◆ **Required actions**
- A) Answer these from the passage on prostitution in Canada:
(i) Which form of prostitution does the passage call the most visible?
(ii) In which two cities were the brothel districts in the "lower towns"?
(iii) Where were brothels located in the West during the westward migration?
- B) From the passage on prostitution in Canada, quote the stretch from "Prostitution is not" through "the 19th century.".
== Source passage ==
Prostitution is the practice of exchanging sexual services for money or for other needs such as food and shelter. Although prostitution itself has never been a crime in Canada, communicating and other activities relating to the exchange have been prohibited. Although street-based prostitution is the most visible form and receives the most attention, it represents only a small proportion of the sex industry, which also includes brothels and escort services. There is an ongoing political and social debate about how and whether to decriminalize parts of the trade.
Prostitution is not new in Canada's history. Throughout the 1800s, prostitution was organized primarily around brothels. The houses were grouped together, often sharing their neighbourhood with taverns in the poorer parts of cities. In Ottawa and Québec City the brothel districts were in the "lower towns." In Saint John, Halifax, and Kingston they were near the docks. Montréal and Toronto also had districts. The brothels in Saint John and Halifax provided gambling in addition to sex and alcohol, and were some of the most financially successful houses in the first half of the 19th century.
With the development of the transcontinental railways, there was a mass migration westward at the turn of the century. Unlike the early farm families who settled the West, these migrants were mostly single men, either bachelors or husbands who had temporarily left their wives and children at home. This multitude of single men created an environment in which prostitution flourished. Brothels were located close to railway stations. Unless they came to the attention of social or moral reformers, little was done to close them. The authorities were inclined to feel that prostitution had to be tolerated since it could not be eradicated. When the North-West Mounted Police did take action, it was usually for reasons unrelated to prostitution laws, such as complaints about the damaging effect on the population or on the railway construction projects, or evidence that those associated with the brothels were involved in other criminal activities.
===
== Dataset rows ==
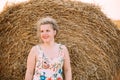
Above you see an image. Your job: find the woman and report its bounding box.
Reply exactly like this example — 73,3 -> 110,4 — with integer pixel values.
25,17 -> 72,80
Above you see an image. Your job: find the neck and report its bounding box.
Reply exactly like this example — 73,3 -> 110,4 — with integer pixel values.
43,41 -> 55,48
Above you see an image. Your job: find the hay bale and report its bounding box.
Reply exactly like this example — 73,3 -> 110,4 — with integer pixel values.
0,0 -> 120,80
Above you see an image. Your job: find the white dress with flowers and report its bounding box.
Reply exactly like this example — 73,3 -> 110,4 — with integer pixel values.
33,44 -> 64,80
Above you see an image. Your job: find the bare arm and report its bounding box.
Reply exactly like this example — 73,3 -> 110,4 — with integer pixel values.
25,47 -> 35,80
64,46 -> 72,80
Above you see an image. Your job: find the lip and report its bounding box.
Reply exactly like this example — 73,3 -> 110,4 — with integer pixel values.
42,36 -> 49,39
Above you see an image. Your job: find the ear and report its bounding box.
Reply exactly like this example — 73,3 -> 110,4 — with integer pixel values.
54,30 -> 57,36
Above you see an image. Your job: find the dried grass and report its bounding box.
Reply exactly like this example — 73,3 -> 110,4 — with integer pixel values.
0,0 -> 120,80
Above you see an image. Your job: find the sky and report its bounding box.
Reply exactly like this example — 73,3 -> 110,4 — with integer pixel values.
0,0 -> 120,20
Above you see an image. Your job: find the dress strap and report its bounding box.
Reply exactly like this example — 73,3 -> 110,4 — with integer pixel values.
59,44 -> 63,55
36,45 -> 43,56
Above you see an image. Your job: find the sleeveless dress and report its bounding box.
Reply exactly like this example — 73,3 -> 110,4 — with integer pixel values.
33,44 -> 64,80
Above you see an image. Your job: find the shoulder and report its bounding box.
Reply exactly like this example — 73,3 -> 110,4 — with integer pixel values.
59,44 -> 68,52
29,45 -> 38,55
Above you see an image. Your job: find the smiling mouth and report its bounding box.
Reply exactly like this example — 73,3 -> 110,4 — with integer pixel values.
42,36 -> 48,39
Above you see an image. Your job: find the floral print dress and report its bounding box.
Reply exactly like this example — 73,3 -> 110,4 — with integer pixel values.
33,44 -> 64,80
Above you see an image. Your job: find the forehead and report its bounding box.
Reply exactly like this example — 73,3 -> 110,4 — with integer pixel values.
40,24 -> 52,29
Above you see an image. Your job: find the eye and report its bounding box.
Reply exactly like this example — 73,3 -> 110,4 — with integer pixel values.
46,30 -> 50,32
40,30 -> 43,33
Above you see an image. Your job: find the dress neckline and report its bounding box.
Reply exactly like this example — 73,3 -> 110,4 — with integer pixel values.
38,44 -> 61,60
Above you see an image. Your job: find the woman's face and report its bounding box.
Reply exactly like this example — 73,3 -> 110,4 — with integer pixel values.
40,24 -> 56,43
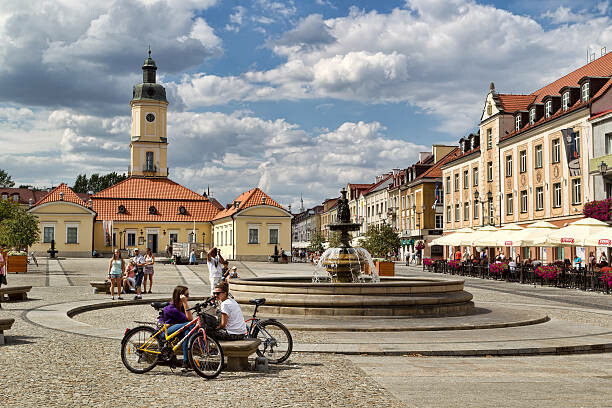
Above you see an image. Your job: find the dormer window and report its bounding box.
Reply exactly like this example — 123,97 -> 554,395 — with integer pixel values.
561,91 -> 569,110
582,82 -> 589,102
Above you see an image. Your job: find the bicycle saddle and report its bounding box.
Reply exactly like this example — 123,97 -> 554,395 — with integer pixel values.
151,302 -> 170,310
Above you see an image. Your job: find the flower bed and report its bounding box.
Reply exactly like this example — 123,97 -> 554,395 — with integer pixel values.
535,265 -> 559,279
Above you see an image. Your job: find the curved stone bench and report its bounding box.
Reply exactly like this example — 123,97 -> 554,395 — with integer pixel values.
89,280 -> 110,295
0,319 -> 15,344
0,286 -> 32,302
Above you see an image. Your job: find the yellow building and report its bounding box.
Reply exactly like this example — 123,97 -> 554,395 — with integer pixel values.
212,188 -> 292,261
30,51 -> 291,259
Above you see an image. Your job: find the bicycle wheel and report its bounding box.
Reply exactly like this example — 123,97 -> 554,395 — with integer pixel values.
187,332 -> 223,380
121,326 -> 162,374
253,320 -> 293,364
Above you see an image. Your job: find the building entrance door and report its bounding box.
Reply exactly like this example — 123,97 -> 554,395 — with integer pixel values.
147,234 -> 157,254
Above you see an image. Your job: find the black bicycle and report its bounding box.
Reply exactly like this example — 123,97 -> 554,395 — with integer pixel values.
246,298 -> 293,364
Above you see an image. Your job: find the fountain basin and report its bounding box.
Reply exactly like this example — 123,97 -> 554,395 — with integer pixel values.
230,276 -> 474,317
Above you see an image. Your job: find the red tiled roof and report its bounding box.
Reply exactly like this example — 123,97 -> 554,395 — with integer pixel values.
415,147 -> 460,181
91,177 -> 208,201
531,52 -> 612,102
213,187 -> 286,220
34,183 -> 85,207
0,187 -> 48,204
497,94 -> 535,112
92,197 -> 219,222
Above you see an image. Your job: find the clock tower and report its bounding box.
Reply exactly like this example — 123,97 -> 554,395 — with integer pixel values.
129,48 -> 168,177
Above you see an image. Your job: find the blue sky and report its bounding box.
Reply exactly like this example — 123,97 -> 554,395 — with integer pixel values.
0,0 -> 612,208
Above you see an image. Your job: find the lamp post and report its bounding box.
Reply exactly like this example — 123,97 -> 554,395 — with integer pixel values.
487,190 -> 493,225
597,160 -> 608,198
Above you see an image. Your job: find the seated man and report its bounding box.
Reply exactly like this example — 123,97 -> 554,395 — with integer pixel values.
211,282 -> 246,340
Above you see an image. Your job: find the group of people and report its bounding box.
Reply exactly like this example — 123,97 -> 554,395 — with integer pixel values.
108,248 -> 155,300
162,282 -> 247,370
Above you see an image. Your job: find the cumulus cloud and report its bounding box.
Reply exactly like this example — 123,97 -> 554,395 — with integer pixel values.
177,0 -> 612,135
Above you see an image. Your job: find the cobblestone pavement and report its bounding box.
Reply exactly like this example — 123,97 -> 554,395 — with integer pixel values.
0,259 -> 612,407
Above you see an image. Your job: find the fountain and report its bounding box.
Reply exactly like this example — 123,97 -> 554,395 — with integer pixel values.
230,189 -> 474,317
313,189 -> 379,283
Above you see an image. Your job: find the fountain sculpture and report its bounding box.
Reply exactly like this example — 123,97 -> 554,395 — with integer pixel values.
313,189 -> 379,283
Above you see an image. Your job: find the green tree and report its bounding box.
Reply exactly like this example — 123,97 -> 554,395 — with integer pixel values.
0,170 -> 15,187
0,207 -> 40,249
359,224 -> 400,258
308,232 -> 325,252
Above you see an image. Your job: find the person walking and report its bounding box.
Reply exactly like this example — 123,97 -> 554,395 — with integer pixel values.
206,247 -> 225,295
108,249 -> 125,300
132,248 -> 145,300
144,248 -> 155,293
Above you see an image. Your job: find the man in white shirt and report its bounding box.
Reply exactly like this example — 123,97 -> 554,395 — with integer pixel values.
212,282 -> 246,340
132,248 -> 144,300
206,247 -> 224,294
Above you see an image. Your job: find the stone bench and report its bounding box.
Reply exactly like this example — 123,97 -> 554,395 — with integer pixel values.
219,338 -> 261,371
89,280 -> 110,295
0,319 -> 15,344
0,286 -> 32,302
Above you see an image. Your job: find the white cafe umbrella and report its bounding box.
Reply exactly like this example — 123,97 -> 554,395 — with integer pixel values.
427,227 -> 474,246
497,221 -> 559,247
473,224 -> 523,247
461,225 -> 497,246
534,218 -> 610,247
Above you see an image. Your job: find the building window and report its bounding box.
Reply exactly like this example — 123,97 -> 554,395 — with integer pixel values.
43,227 -> 55,244
536,187 -> 544,211
553,183 -> 561,208
582,82 -> 589,102
553,139 -> 561,163
561,91 -> 569,110
535,145 -> 542,169
519,150 -> 527,173
506,156 -> 512,177
506,193 -> 514,215
572,179 -> 582,205
249,225 -> 259,244
145,152 -> 155,171
436,214 -> 444,229
66,226 -> 79,244
268,226 -> 278,244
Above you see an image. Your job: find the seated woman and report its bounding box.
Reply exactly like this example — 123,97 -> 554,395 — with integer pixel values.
211,282 -> 246,340
163,285 -> 193,369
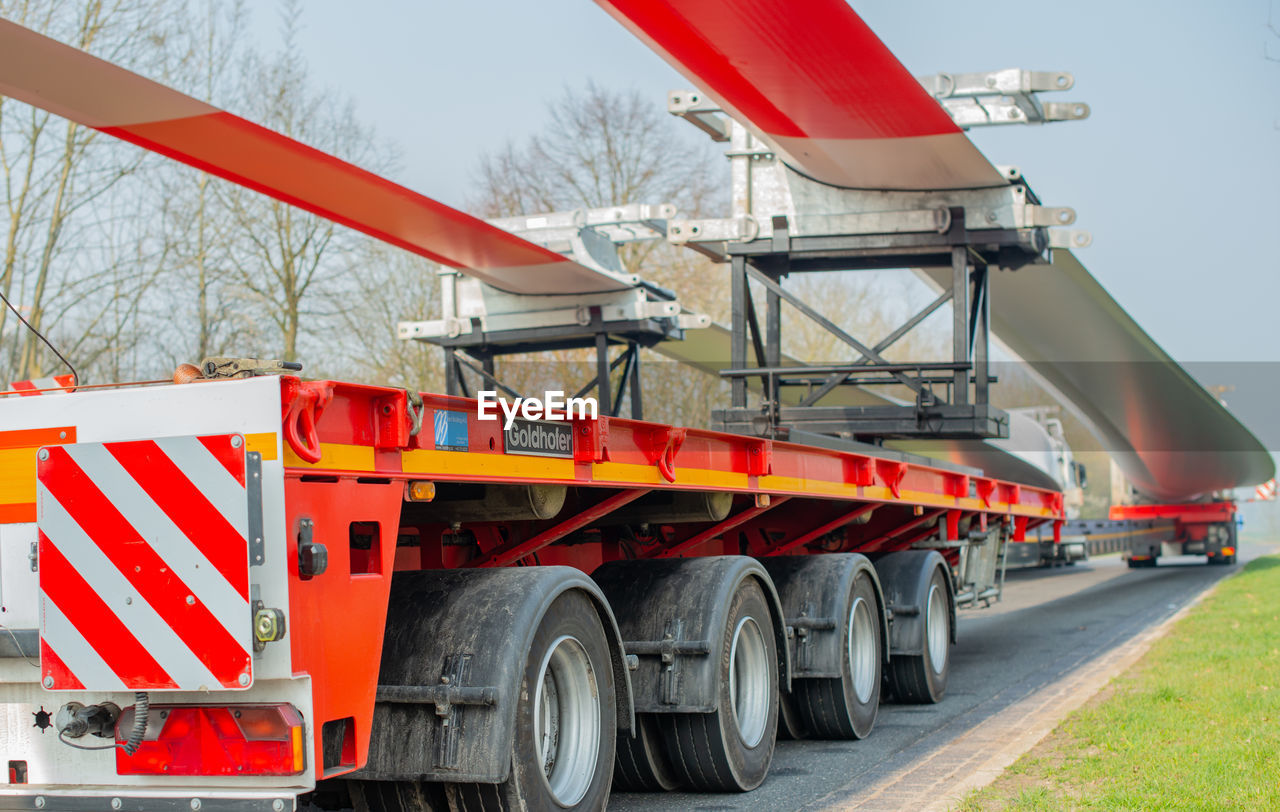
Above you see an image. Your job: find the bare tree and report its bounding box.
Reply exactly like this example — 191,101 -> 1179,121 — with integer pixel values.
214,0 -> 392,360
471,82 -> 724,421
148,0 -> 253,366
319,240 -> 444,392
0,0 -> 189,379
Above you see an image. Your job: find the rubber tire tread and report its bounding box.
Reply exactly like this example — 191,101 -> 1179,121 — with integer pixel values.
791,574 -> 884,739
659,579 -> 778,793
888,567 -> 951,704
613,713 -> 680,793
444,590 -> 617,812
349,781 -> 449,812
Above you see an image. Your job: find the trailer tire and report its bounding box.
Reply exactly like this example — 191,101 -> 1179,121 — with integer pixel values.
888,567 -> 951,704
445,590 -> 617,812
613,713 -> 680,793
659,578 -> 778,792
791,571 -> 880,739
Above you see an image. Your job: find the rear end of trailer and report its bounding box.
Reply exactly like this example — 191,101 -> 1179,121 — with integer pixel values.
0,378 -> 307,811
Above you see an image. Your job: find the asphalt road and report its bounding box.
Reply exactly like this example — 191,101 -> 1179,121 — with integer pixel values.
609,537 -> 1267,812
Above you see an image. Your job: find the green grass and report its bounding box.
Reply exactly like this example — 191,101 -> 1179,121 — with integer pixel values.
960,557 -> 1280,812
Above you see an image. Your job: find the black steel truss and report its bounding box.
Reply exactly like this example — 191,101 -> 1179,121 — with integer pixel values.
713,207 -> 1048,442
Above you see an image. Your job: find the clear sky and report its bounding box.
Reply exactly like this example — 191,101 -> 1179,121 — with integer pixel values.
252,0 -> 1280,366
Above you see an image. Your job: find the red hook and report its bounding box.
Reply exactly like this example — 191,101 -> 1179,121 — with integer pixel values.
284,379 -> 333,465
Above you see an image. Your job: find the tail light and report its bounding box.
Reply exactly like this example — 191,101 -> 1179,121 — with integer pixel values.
115,704 -> 306,775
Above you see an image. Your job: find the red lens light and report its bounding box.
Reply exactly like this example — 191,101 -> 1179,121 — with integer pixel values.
115,704 -> 306,775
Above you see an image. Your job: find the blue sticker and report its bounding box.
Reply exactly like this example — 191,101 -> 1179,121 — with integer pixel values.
435,409 -> 467,451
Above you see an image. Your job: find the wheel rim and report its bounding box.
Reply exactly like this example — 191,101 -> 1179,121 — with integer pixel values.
924,584 -> 947,674
728,617 -> 771,747
534,635 -> 602,807
849,598 -> 876,703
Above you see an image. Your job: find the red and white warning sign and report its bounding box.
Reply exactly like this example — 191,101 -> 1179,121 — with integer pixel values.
1253,479 -> 1276,502
37,434 -> 253,690
9,375 -> 76,396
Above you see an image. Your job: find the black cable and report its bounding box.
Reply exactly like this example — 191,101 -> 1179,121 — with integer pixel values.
0,285 -> 79,387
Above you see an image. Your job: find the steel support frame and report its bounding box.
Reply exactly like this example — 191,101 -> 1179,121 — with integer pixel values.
443,315 -> 655,420
716,207 -> 1003,441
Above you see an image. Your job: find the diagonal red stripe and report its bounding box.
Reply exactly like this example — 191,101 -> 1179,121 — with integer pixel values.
40,533 -> 178,688
40,638 -> 84,690
105,441 -> 248,601
196,434 -> 244,488
41,448 -> 250,688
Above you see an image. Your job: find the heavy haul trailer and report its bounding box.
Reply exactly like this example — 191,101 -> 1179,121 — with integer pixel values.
1005,519 -> 1174,567
0,377 -> 1061,811
1111,499 -> 1236,567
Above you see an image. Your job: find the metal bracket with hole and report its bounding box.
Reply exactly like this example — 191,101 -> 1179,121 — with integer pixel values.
916,68 -> 1089,128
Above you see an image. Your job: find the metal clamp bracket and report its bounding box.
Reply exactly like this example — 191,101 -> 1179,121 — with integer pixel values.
623,617 -> 712,704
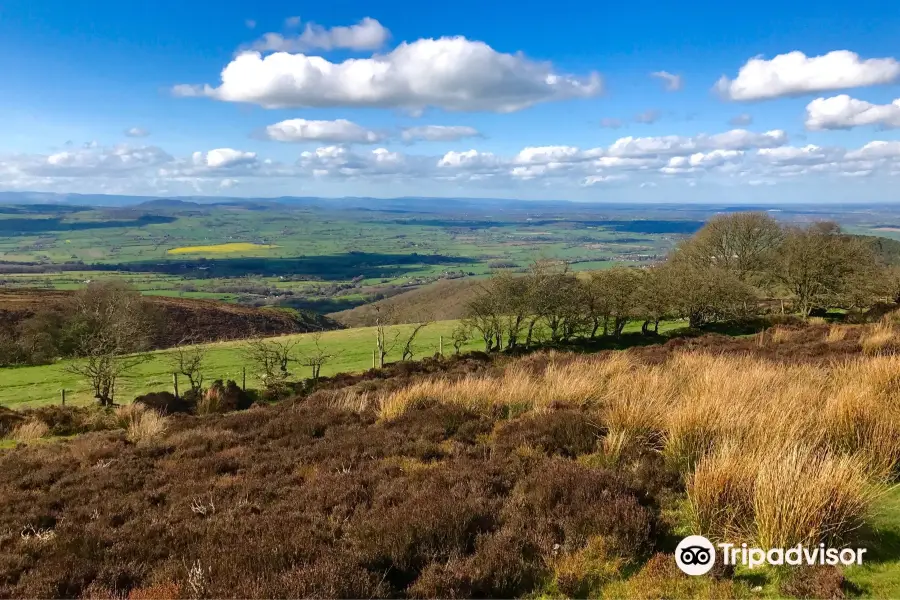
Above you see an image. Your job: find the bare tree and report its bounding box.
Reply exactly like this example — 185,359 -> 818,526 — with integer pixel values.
244,338 -> 297,391
67,281 -> 153,406
297,331 -> 339,382
462,285 -> 502,352
375,305 -> 400,368
677,212 -> 784,283
169,339 -> 206,394
636,266 -> 675,335
451,323 -> 472,354
400,318 -> 432,360
665,260 -> 756,328
774,223 -> 877,318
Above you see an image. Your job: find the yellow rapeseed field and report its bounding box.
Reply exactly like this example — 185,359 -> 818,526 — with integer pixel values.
166,242 -> 278,254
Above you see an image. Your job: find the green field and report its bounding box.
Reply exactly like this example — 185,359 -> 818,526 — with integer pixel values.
0,321 -> 684,408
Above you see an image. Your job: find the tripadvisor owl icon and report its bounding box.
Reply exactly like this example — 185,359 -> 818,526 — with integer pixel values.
675,535 -> 716,575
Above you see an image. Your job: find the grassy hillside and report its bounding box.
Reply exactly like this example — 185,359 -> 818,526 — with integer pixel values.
0,320 -> 684,408
0,288 -> 339,348
328,279 -> 479,327
0,321 -> 478,408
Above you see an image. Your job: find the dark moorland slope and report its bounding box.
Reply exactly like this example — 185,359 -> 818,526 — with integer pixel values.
328,279 -> 479,327
0,326 -> 888,599
0,289 -> 339,348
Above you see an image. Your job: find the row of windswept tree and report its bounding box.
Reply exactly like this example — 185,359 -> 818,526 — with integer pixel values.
463,212 -> 900,352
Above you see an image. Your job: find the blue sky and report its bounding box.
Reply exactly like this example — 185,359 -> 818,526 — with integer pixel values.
0,0 -> 900,202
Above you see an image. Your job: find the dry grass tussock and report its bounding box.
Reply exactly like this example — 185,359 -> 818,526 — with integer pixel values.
860,317 -> 900,356
116,402 -> 166,443
380,346 -> 900,546
825,325 -> 850,344
10,419 -> 50,442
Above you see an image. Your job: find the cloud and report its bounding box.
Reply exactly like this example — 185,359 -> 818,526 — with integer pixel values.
297,146 -> 426,179
172,37 -> 602,113
437,149 -> 503,171
756,144 -> 841,165
806,94 -> 900,131
728,113 -> 753,127
25,144 -> 172,177
634,109 -> 660,125
847,141 -> 900,159
581,175 -> 624,187
607,129 -> 787,158
660,150 -> 744,175
714,50 -> 900,101
250,17 -> 391,52
0,129 -> 900,195
191,148 -> 256,169
650,71 -> 684,92
400,125 -> 481,142
264,119 -> 384,144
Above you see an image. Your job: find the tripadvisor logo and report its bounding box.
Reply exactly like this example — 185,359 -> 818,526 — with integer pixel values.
675,535 -> 716,575
675,535 -> 866,575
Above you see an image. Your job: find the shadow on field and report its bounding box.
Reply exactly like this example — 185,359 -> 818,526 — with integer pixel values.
102,252 -> 476,281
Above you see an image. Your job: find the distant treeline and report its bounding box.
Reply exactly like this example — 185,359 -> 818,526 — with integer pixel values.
===
◆ **Answers for this exercise**
- A)
(i) Street-based prostitution.
(ii) Ottawa and Québec City.
(iii) Close to railway stations.

- B)
Prostitution is not new in Canada's history. Throughout the 1800s, prostitution was organized primarily around brothels. The houses were grouped together, often sharing their neighbourhood with taverns in the poorer parts of cities. In Ottawa and Québec City the brothel districts were in the "lower towns." In Saint John, Halifax, and Kingston they were near the docks. Montréal and Toronto also had districts. The brothels in Saint John and Halifax provided gambling in addition to sex and alcohol, and were some of the most financially successful houses in the first half of the 19th century.